• _WHAT YOU HAVE TO DO_
Starting from the line that contains "If you could point at the wooden footboard", reproduce each line exactly through the end of the material, and include no other lines.

• _Records contained in a dataset_
((
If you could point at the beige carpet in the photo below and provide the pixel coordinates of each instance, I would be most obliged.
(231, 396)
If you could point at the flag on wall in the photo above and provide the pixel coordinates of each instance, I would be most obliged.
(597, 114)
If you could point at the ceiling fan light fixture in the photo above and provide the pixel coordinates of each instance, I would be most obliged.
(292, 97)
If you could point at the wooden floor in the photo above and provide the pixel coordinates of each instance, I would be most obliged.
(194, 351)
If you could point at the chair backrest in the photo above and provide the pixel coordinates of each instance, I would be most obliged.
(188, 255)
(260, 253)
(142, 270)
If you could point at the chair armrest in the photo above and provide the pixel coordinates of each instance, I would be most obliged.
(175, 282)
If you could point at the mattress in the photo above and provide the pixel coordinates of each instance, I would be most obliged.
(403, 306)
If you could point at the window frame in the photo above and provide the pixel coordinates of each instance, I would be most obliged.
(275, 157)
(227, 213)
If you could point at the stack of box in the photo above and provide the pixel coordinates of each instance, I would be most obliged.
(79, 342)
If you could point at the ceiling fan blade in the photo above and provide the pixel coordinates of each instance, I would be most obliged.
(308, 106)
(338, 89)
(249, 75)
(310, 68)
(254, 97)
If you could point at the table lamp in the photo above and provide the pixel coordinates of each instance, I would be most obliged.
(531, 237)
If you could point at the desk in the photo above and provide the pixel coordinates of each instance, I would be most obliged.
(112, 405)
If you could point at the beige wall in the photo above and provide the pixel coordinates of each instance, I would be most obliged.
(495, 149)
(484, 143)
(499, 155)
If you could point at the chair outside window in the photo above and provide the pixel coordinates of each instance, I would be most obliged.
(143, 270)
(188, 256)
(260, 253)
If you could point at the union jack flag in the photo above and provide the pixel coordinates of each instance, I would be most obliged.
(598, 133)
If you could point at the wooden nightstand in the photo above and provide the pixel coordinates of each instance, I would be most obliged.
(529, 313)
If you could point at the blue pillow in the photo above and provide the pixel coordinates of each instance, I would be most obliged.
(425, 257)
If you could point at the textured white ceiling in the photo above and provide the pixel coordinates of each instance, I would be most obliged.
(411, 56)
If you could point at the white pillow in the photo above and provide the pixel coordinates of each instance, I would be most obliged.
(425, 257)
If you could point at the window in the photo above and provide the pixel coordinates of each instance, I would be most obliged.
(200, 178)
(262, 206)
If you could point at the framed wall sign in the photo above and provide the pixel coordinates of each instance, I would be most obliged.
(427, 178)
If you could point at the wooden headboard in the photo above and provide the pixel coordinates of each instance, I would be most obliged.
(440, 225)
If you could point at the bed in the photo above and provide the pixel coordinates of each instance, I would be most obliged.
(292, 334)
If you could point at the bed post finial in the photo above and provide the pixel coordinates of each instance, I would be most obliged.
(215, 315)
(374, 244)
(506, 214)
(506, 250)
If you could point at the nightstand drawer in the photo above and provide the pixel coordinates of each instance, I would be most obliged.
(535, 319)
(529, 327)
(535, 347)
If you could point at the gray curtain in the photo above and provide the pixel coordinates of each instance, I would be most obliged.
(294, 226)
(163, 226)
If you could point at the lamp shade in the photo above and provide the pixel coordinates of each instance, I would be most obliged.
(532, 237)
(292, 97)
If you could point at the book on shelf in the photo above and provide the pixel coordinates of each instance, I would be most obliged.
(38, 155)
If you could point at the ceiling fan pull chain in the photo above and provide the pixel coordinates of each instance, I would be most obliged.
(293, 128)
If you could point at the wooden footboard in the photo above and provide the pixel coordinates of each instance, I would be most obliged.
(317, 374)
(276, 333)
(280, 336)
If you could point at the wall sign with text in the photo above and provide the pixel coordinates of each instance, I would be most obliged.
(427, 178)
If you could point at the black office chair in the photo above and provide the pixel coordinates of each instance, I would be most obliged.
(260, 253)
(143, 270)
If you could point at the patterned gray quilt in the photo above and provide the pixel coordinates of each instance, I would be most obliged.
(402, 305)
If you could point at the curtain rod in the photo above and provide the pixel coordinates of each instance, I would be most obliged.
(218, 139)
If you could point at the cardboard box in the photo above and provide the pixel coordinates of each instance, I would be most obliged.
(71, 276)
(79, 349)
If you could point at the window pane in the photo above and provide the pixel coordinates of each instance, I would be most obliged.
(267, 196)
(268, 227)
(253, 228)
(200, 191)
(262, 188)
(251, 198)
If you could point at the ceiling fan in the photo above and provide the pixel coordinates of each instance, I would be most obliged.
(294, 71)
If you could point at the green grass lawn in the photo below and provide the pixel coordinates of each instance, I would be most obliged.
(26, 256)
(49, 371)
))
• _SOLUTION FOR THIS EXERCISE_
If you could point at the wooden footboard in the photo above and provide the pixel coordinates of each instance, I would be most obliged.
(317, 374)
(276, 333)
(280, 336)
If you could point at the wall sign with text in the photo above and provide the pixel coordinates of each instance, I would be most obliged.
(427, 178)
If you could point at the black office chair in the photo above and provide the pixel coordinates of each instance, I would be most obliged.
(260, 253)
(143, 270)
If you could point at the patterned gray quilt in the photo above and provide the pixel coordinates of each instance, I would be most obliged.
(402, 305)
If you could point at the curtain rod in the photo above and provide the pixel coordinates of each instance, I would be most obliged.
(218, 139)
If you could point at the cardboard box in the photo above and provide the pixel coordinates of each instance, I would be most obliged.
(71, 276)
(79, 349)
If you could point at the window pane in the photo above and provide the pixel coordinates of each instance, I would be most obliged.
(267, 196)
(268, 227)
(253, 228)
(200, 191)
(262, 188)
(251, 198)
If you could point at the ceiling fan in the photo above and provide the pixel coordinates of each instance, I would be most obliged.
(294, 71)
If you could point at the green grass lawn in the photo below and provide the pixel coordinates of each instance, I would be most obliged.
(26, 256)
(49, 371)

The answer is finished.